Start of Recorded information

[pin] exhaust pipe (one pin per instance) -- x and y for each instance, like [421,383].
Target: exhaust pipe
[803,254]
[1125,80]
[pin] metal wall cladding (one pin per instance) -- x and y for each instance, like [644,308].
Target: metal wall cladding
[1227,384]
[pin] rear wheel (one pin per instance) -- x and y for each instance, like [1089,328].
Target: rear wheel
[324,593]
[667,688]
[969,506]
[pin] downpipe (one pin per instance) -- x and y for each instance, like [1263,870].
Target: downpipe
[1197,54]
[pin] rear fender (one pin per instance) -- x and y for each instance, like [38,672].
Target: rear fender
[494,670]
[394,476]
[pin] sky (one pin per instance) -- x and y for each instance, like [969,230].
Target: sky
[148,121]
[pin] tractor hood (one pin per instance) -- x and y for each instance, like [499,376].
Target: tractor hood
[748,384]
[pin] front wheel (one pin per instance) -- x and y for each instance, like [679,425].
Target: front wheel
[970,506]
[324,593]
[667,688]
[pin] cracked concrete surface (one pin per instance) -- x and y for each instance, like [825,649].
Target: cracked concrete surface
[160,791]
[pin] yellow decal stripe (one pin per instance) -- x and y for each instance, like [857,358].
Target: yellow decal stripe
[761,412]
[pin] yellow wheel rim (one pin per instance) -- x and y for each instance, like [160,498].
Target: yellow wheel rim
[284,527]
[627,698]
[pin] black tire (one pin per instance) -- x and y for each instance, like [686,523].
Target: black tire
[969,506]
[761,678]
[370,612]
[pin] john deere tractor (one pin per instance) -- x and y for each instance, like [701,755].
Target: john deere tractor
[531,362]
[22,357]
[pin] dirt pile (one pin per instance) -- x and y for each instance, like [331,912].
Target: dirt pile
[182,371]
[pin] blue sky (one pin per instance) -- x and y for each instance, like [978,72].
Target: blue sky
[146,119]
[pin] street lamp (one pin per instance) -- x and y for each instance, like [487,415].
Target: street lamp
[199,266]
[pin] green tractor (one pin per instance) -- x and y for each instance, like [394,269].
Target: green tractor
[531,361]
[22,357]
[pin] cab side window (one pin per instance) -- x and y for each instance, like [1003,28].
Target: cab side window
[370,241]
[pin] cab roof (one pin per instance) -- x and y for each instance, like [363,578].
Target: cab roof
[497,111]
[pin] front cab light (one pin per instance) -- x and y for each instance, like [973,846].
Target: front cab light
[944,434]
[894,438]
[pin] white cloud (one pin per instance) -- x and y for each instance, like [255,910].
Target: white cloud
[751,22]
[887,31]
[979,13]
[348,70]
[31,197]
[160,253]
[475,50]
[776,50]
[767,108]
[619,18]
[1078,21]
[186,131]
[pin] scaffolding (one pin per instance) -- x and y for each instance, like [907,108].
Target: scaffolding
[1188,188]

End of Recorded information

• **Requirement**: All of the data above should be reproduced exactly, with nothing missing.

• **Task output**:
[pin] exhaust pipe (one pin per instance) -- x and y for each instance, like [421,383].
Target: exhaust pipe
[803,254]
[1125,80]
[pin] metal wall cladding (one pin per instance) -- x and y for each instance, like [644,308].
Target: metal wall cladding
[1227,384]
[pin] rear wheel (one pin per instance) -- x and y for each instance, like [1089,328].
Target: rear wheel
[324,593]
[667,688]
[969,506]
[pin] downpipe (one pin per instance) -- x and y for each instance, like [1263,870].
Target: downpipe
[1197,54]
[pin] rear fender (one pin per instance) -- x and y for each instance, like [38,672].
Target: rear fender
[494,670]
[394,476]
[pin] sky (one pin per instance) -- x and y for each instance, like [969,230].
Target: sky
[148,121]
[pin] tractor hood (one pin per instance) -- x and y for each instance, like [499,376].
Target: tractor hood
[748,384]
[pin] front wheel (one pin per instance) -- x and y for each instance, like [679,425].
Target: front wheel
[970,506]
[324,593]
[667,688]
[pin] cracked concrete surface (one pin per instance) -- x and y for each instance, like [825,649].
Target: cracked concrete surface
[160,791]
[pin] yellow decal stripe (one pin per instance) -- x and y for each instance, like [857,358].
Target: yellow decal stripe
[761,412]
[pin] yellow wheel rim (one pin per instance) -- x and y for each instance, like [160,498].
Target: yellow wheel rim
[284,527]
[627,698]
[pin] black tire (one pin per instance) -- x and y for each instance, like [686,523].
Target: black tire
[969,506]
[761,678]
[370,612]
[pin] john deere tractor (one pin per instance) -- x and y for each instance, like [701,755].
Target: john deere tractor
[531,362]
[22,357]
[pin] dirt pile (one pin per instance) -- x and y for each instance, like [331,912].
Target: dirt pile
[182,371]
[pin] blue sky (one pin per instance) -- x and y for each instance, like [978,72].
Target: blue sky
[146,119]
[pin] street lamp (one pin per instance) -- x and y for each instance, like [487,415].
Target: street lamp
[199,266]
[pin] green tractor (one pin per instance) -- x and y for each instance, like [394,269].
Target: green tractor
[531,361]
[22,357]
[pin] cab side window (one pin per instance) -- x and y for each instance, like [1003,28].
Target: cab side window
[370,241]
[pin] cab roof (one pin per instance) -- x and y for each instance, like [363,578].
Target: cab roof
[497,111]
[pin] front cab light (one pin per instance) -- x and y for each instance, like [973,846].
Target: front cab light
[944,434]
[894,438]
[pin] white cloud (one pin per instance) -- x and y for each instance, like [255,910].
Target: white cloud
[751,22]
[887,31]
[979,13]
[348,70]
[31,197]
[160,253]
[475,50]
[776,50]
[767,108]
[619,18]
[1078,21]
[186,131]
[pin] scaffolding (one pin per instance) -- x and y for each instance, like [907,108].
Target: scaffolding
[1188,188]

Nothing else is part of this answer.